Can you rewrite all the rows below, replacing "one marker per instance" with "a single marker for each instance" and changing nothing else, and leave the picture out of your answer?

- _Data supplied_:
==================================================
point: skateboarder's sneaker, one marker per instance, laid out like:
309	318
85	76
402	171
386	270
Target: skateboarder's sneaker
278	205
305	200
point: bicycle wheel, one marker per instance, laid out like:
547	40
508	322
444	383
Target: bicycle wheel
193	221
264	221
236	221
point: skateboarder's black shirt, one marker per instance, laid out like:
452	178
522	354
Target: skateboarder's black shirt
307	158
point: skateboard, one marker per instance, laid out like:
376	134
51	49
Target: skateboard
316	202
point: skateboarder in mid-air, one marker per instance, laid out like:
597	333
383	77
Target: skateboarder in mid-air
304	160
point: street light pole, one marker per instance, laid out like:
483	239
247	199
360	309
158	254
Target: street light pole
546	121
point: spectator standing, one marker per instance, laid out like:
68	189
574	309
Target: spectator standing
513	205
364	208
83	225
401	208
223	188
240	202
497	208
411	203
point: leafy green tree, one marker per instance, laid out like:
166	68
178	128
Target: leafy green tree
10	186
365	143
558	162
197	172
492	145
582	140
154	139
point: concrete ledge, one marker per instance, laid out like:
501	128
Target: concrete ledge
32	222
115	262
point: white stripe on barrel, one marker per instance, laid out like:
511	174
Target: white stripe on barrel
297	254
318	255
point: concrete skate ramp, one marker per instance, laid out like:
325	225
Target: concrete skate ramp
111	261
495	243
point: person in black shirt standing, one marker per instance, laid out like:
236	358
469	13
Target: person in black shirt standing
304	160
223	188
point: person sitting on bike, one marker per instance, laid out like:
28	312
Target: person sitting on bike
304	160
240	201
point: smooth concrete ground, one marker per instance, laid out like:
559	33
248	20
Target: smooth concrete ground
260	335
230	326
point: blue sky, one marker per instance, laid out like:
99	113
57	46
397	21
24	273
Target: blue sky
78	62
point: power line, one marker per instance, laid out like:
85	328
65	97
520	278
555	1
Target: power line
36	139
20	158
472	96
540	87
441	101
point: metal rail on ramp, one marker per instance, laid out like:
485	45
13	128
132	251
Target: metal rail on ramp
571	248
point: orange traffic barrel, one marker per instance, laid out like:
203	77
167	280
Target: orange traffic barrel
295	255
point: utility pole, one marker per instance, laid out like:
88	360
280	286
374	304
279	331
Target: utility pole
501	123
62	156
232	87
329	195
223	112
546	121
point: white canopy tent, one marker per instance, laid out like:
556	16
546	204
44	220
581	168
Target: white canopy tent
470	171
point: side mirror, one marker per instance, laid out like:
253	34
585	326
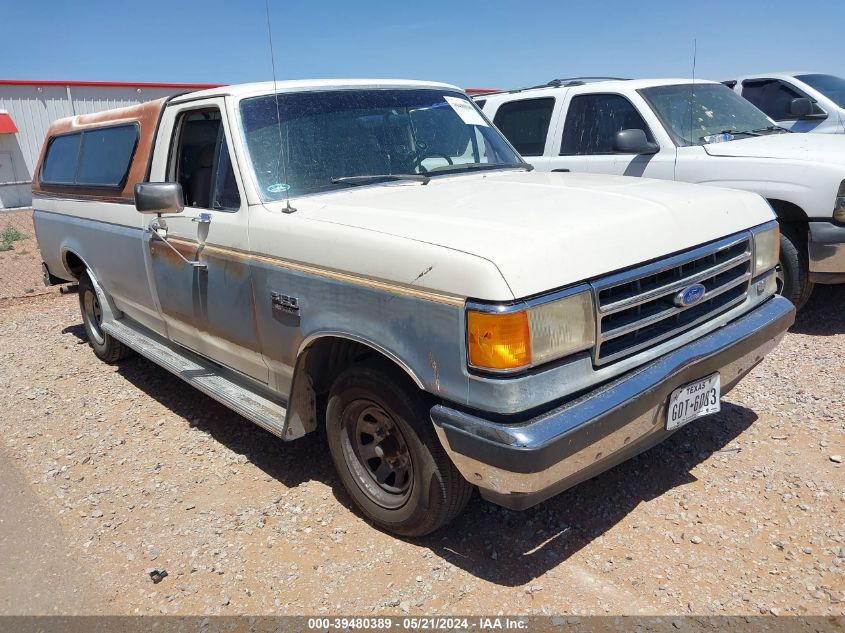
==================================================
- _Solution to this task_:
point: skateboarder's sneaker, a single marker for each instance, laid out like:
309	318
85	76
402	171
386	270
Target: skateboarder's sneaker
278	205
305	200
point: bicycle wheel, a single marker for each instance, laid out like:
547	40
508	322
444	383
Target: bicycle wheel
193	221
264	221
236	221
point: skateboarder's black shirt, a single marker for each instance, laid out like:
452	178
522	354
Target: skateboarder's black shirt
307	158
point: skateboard, a single marker for each instance, laid out like:
376	134
51	49
Target: skateboard
316	202
point: skateboarder in mid-air, a single marker for each instance, laid out like:
597	333
383	77
Target: skateboarder in mid-air
304	160
point: street light pole, a single marker for each instance, laid out like:
483	239
247	199
360	309
158	254
Target: street light pole
546	121
point: spectator standing, a single marker for each instance, laid out like:
68	189
574	309
Target: spectator standing
513	205
364	208
83	225
401	208
223	188
240	202
497	208
411	203
point: leafy green tree, a single marker for each instance, laid out like:
166	68
178	128
Target: leafy green tree
10	186
365	143
558	162
197	172
492	145
582	140
154	139
point: concrete ledge, a single marker for each instance, laid out like:
501	128
Target: concrete ledge
32	222
115	262
point: white stripe on barrel, a single marker for each instance, laid out like:
511	174
Target: white stripe on barrel
297	254
318	255
point: concrete skate ramp, a single marker for each instance, laid out like:
325	225
Target: concrete skate ramp
111	261
495	243
point: person in black shirt standing, a single marker for each instance, laid out like:
236	358
469	13
Target: person in black shirt standing
304	160
223	188
point: person sitting on bike, a single marker for each instance, laid out like:
28	312
Target: person sitting on bike
304	160
240	201
point: smooth concrete ground, a single marker for each instance, laid out like:
559	33
248	20
Target: smooth concrete ground
260	335
230	326
point: blue sky, a single marker for each instance, laid out like:
99	113
57	46
397	21
24	273
Target: blue sky
78	62
point: power line, a single marker for each instance, laid out like:
85	328
65	97
520	278
555	1
Target: power line
36	139
20	158
472	96
540	87
441	101
point: metal rail on ramp, a single marker for each instance, laid out like:
485	45
13	128
132	251
Target: metal rail on ramp
571	248
point: orange traffic barrel, a single marker for each instance, laid out like:
203	77
167	280
Target: orange traffic barrel
295	255
point: utility pole, a single marker for each instance, laid out like:
88	360
280	286
374	304
279	331
Target: utility pole
501	123
62	156
232	87
329	195
223	112
546	121
point: white canopy tent, a single marker for each instance, laid out like:
556	16
546	204
44	220
581	168
Target: white canopy tent
470	171
point: side mirror, a single marker for each instance, laid out like:
253	34
585	326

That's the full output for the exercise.